● **Exercise requirements**:
- 1) Please reproduce the explicit template instantiation excerpt word for word, between "#include <utility>" and "decltype(((std::declval<T const &>().rowwise()", inclusive.
- 2) Write the next part of the explicit template instantiation excerpt, picking up right after its last line.

If you really need to, you can explicitly instantiate templates so they can be split in header & source files. That would go something like this:

/* Header */
#pragma once

#include <utility>

// Reduce trailing return type mess a little
template <class T>
using SampleCovResultType = decltype(((std::declval<T const &>().rowwise()
      - std::declval<T const &>().colwise().mean()).matrix().transpose()
    * (std::declval<T const &>().rowwise()
      - std::declval<T const &>().colwise().mean()).matrix())
  / (std::declval<T const &>().rows() - 1));

template <typename T>
auto SampleCov (T const & x) -> SampleCovResultType<T>;

// Explicit template declaration
extern template
auto SampleCov<Eigen::MatrixXd> (Eigen::MatrixXd const & x)
    -> SampleCovResultType<Eigen::MatrixXd>;

/* Source */
#include "SampleCov.h"

● **Given data**:

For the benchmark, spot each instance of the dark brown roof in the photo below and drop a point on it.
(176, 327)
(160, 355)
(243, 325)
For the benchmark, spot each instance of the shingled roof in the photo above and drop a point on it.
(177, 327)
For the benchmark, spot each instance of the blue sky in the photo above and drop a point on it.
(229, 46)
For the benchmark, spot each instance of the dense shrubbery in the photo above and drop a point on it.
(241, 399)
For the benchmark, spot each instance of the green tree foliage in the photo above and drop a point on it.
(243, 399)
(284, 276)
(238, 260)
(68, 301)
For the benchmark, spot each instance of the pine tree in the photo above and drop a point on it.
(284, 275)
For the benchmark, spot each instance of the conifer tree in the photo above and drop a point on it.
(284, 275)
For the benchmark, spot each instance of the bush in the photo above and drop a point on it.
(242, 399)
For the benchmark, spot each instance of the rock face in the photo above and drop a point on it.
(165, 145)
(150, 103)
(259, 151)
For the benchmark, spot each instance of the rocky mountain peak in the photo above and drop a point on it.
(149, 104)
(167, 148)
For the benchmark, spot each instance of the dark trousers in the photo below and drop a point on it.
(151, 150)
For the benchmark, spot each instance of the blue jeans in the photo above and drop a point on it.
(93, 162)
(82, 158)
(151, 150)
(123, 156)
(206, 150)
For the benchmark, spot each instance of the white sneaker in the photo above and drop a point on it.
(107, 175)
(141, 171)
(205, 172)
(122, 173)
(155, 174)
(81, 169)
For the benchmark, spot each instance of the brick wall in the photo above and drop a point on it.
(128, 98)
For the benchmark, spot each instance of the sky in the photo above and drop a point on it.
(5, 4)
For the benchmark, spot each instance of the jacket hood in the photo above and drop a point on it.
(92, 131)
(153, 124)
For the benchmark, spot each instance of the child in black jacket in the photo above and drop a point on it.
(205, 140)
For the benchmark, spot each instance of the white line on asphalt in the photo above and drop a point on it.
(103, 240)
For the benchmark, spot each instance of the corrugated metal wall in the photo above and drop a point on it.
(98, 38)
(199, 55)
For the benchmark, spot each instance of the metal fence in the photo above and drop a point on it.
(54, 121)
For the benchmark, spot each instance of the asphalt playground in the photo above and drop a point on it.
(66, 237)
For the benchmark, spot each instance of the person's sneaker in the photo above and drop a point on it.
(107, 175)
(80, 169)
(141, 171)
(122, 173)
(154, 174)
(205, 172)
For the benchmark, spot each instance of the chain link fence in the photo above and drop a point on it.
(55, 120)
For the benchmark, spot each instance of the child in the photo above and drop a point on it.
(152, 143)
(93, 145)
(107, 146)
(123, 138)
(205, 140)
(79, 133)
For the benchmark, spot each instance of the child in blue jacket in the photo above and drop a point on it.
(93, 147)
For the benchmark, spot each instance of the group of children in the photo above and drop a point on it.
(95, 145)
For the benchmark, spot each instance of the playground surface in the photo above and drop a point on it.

● **Task answers**:
- 1)
#include <utility>

// Reduce trailing return type mess a little
template <class T>
using SampleCovResultType = decltype(((std::declval<T const &>().rowwise()

- 2)
template <class T>
auto SampleCov (T const & x) -> SampleCovResultType<T> {
  auto const x_mean = x.colwise().mean();
  return ((x.rowwise() - x_mean).matrix().transpose()
    * (x.rowwise() - x_mean).matrix()) / (x.rows() - 1);
}

// Explicit template definition
template
auto SampleCov<Eigen::MatrixXd> (Eigen::MatrixXd const & x)
    -> SampleCovResultType<Eigen::MatrixXd>;

I don't think you can get away with using only auto as the return type. Since the function definition is put into a separate source file, the compiler can't see the function body, so it has no way to deduce the return type when you call the function. So you have to use a trailing return type.

Note the following though:

An explicit instantiation declaration (an extern template) prevents implicit instantiations: the code that would otherwise cause an implicit instantiation has to use the explicit instantiation definition provided somewhere else in the program.

I.e. if you try to call SampleCov with a type T for which you did not explicitly instantiate SampleCov, compilation will fail.

Note: All of the above code is untested. Chance of typos is high :).

Edits:

Fixing missing template argument.
Removed remark about calling matrix(). I wondered whether it evaluated the expression, which you don't want it to do. AFAIK, it does not, based on e.g. ArrayBase's documentation.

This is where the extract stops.